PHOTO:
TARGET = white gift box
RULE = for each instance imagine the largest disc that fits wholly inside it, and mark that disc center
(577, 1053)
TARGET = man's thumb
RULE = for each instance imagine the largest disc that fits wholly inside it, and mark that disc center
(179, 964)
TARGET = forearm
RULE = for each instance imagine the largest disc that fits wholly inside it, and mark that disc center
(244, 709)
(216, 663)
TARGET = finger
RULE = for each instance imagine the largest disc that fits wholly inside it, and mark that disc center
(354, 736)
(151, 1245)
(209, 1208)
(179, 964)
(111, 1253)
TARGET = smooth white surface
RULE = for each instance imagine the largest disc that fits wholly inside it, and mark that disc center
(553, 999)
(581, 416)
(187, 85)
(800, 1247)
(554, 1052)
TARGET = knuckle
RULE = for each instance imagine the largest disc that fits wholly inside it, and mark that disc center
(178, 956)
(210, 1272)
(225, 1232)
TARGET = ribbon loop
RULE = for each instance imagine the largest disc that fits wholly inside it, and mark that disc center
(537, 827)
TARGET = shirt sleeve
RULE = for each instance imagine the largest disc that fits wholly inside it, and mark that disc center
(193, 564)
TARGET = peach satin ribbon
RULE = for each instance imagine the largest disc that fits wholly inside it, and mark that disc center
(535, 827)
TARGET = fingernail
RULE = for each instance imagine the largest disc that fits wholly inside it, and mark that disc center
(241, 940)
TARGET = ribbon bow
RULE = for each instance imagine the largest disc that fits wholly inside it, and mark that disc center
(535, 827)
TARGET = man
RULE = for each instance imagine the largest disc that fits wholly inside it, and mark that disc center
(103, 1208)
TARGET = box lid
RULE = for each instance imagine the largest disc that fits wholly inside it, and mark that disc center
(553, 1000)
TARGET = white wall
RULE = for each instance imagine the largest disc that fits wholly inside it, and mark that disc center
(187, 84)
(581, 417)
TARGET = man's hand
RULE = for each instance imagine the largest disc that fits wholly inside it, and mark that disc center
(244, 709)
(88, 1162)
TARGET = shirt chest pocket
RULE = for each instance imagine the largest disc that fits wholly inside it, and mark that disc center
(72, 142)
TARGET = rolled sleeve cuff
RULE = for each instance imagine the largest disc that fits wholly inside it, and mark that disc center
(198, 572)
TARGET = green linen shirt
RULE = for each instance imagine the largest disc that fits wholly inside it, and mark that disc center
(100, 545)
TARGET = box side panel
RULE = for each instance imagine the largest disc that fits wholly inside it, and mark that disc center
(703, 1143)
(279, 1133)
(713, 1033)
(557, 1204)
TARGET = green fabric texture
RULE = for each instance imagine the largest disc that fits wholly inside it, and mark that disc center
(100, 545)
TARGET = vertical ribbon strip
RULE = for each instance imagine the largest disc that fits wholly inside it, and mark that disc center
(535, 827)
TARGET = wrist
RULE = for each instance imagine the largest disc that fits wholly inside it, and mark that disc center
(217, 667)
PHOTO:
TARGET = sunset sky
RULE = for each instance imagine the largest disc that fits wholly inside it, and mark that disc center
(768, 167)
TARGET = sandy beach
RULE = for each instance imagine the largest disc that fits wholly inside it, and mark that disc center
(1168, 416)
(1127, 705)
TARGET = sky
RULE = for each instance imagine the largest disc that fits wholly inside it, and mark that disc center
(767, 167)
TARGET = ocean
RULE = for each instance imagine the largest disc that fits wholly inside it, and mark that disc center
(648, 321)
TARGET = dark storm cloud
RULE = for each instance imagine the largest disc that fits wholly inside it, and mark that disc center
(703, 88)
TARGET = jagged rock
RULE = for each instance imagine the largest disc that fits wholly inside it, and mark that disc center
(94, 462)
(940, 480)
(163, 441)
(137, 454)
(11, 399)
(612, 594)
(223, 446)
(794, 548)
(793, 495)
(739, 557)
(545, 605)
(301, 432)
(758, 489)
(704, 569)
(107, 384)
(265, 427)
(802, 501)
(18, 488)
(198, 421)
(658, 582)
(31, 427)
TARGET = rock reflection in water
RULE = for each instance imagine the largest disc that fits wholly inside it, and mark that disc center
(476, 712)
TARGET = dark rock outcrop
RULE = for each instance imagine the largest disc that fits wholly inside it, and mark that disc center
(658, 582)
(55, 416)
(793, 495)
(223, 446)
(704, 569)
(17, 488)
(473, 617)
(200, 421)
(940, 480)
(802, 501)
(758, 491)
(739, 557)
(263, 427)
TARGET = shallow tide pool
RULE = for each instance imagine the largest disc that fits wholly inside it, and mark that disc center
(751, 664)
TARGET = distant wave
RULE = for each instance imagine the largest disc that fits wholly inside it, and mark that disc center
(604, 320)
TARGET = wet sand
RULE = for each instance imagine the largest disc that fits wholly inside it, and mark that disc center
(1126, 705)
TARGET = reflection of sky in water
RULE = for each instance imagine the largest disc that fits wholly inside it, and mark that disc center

◆ ◆ ◆ ◆ ◆ ◆ ◆

Starting with the line with "TARGET = rock reflection in water" above and going on through the line with "TARGET = wet sand", transcribe every line exactly, both ends included, and add nothing.

**Response**
TARGET = rock reflection in water
RULE = for each instance imagine the largest disc that fits wholly inside it, and mark that disc center
(476, 712)
TARGET = dark rock outcrop
RULE = for each instance imagine the largest disc that fits wholly inside it, and mark that disc center
(658, 582)
(55, 416)
(793, 495)
(223, 446)
(704, 569)
(17, 488)
(473, 617)
(200, 421)
(940, 480)
(802, 501)
(758, 491)
(739, 557)
(263, 427)
TARGET = shallow tide pool
RULE = for each instance imagine the largest disc that fits wholly inside it, and mark that disc center
(751, 664)
TARGET = distant wave
RULE = for each instance imagine the largest disc that fits wholly inside it, and mark that disc center
(604, 320)
TARGET = wet sand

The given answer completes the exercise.